* Текст для чтения
☆ ☆ ☆

Патриарх Никон. К 400-летию со дня рождения

Во время поездки на Соловки в полной мере проявилась властная натура Никона. Сопровождавшие его бояре жаловались на Новгородского владыку, который, не жалея себя, и от них требовал аскетических подвигов: заставлял выстаивать долгие службы, класть немереное количество поклонов, строго поститься.

Во время путешествия Никона на Соловки скончался Патриарх Иосиф. Никон вернулся в столицу уже практически преемником почившего Первосвятителя, оставалось лишь формальное избрание. Правда, группа протопопов из кружка "ревнителей" (в их числе Иван Неронов, Аввакум Петров, Логгин, Даниил и прочие будущие вожди старообрядческого раскола) после недельного поста предложила на Патриаршество царского духовника Стефана Вонифатьева. "Боголюбцы" цеплялись за последнюю возможность сохранить свою власть в Церкви, которую они фактически узурпировали в Патриаршество оттесненного ими от дел Иосифа. Но Стефан отказался избираться в Патриархи. 22 июля 1652 г. Освященный Собор, зная настроение Алексея Михайловича и желая ему угодить, выбрал на Патриаршество Никона.

☆ ☆ ☆

* Предоставленные материалы
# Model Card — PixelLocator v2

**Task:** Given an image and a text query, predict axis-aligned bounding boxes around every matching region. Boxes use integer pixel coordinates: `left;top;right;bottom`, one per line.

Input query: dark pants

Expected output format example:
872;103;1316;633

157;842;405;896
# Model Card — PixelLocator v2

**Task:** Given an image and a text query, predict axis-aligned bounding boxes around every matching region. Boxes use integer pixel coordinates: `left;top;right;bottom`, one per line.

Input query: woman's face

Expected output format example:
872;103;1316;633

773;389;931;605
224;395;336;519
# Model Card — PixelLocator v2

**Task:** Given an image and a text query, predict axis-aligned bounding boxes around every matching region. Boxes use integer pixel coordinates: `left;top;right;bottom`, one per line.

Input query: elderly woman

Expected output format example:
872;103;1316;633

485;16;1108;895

☆ ☆ ☆

* Задание 1
Обновите отрывок из текста о патриархе Никоне, начиная с «Патриарх Никон. К» и заканчивая «поклонов, строго поститься.»: приведите его целиком, заменив «бояре» на «спутники».
* Задание 2
Ответьте по тексту о патриархе Никоне:
(a) Кого группа протопопов предложила на Патриаршество?
(b) Какого числа Освященный Собор выбрал Никона?
(c) Чего Никон требовал от сопровождавших его бояр?

* Полный ответ 1
Патриарх Никон. К 400-летию со дня рождения

Во время поездки на Соловки в полной мере проявилась властная натура Никона. Сопровождавшие его спутники жаловались на Новгородского владыку, который, не жалея себя, и от них требовал аскетических подвигов: заставлял выстаивать долгие службы, класть немереное количество поклонов, строго поститься.

* Полный ответ 2
(a) Царского духовника Стефана Вонифатьева.
(b) 22 июля 1652 г.
(c) Выстаивать долгие службы, класть немереное количество поклонов и строго поститься.